### [Action item]
Could you transcribe the records below exactly, leaving out every picture?

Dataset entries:
*** Begin section ***

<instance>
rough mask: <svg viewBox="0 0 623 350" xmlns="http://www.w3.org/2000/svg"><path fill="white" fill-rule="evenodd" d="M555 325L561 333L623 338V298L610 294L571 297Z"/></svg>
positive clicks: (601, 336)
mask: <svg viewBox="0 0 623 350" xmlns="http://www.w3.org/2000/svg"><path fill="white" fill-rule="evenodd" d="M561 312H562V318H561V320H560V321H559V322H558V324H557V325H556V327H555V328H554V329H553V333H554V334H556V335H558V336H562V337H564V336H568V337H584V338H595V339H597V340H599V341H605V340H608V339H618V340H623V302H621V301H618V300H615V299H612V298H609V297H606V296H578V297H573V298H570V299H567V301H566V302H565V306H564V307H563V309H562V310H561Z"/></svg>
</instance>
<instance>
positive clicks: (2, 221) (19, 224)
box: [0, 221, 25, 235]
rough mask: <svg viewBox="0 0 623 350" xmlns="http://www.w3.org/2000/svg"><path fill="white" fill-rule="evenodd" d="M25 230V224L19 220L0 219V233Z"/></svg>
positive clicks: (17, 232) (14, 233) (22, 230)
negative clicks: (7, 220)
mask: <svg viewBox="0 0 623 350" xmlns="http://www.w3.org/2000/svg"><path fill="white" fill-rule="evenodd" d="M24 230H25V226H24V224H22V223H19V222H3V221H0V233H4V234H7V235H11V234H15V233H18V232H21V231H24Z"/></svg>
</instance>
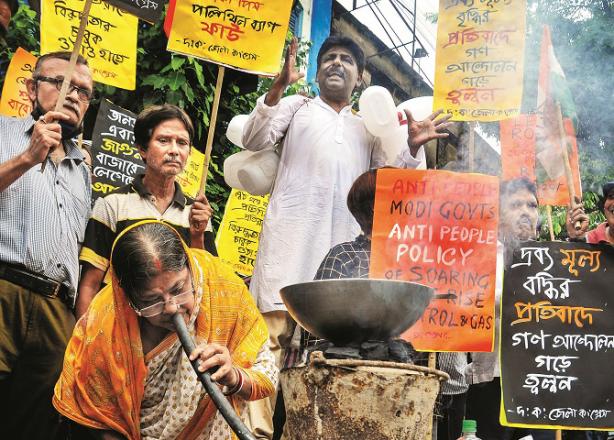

*** End section ***

### [Exercise output]
<instance>
rough mask: <svg viewBox="0 0 623 350" xmlns="http://www.w3.org/2000/svg"><path fill="white" fill-rule="evenodd" d="M555 325L561 333L623 338V298L610 294L571 297Z"/></svg>
positive clicks: (601, 336)
mask: <svg viewBox="0 0 623 350" xmlns="http://www.w3.org/2000/svg"><path fill="white" fill-rule="evenodd" d="M561 312H562V318H561V320H560V321H559V322H558V324H557V325H556V327H555V328H554V329H553V333H554V334H556V335H558V336H562V337H564V336H568V337H584V338H595V339H597V340H599V341H605V340H608V339H618V340H623V302H621V301H618V300H615V299H612V298H609V297H606V296H578V297H573V298H570V299H567V301H566V302H565V306H564V307H563V309H562V310H561Z"/></svg>
</instance>
<instance>
positive clicks: (2, 221) (19, 224)
box: [0, 221, 25, 235]
rough mask: <svg viewBox="0 0 623 350" xmlns="http://www.w3.org/2000/svg"><path fill="white" fill-rule="evenodd" d="M25 230V224L19 220L0 219V233Z"/></svg>
positive clicks: (17, 232) (14, 233) (22, 230)
negative clicks: (7, 220)
mask: <svg viewBox="0 0 623 350" xmlns="http://www.w3.org/2000/svg"><path fill="white" fill-rule="evenodd" d="M24 230H25V226H24V224H22V223H19V222H3V221H0V233H4V234H7V235H11V234H15V233H18V232H21V231H24Z"/></svg>
</instance>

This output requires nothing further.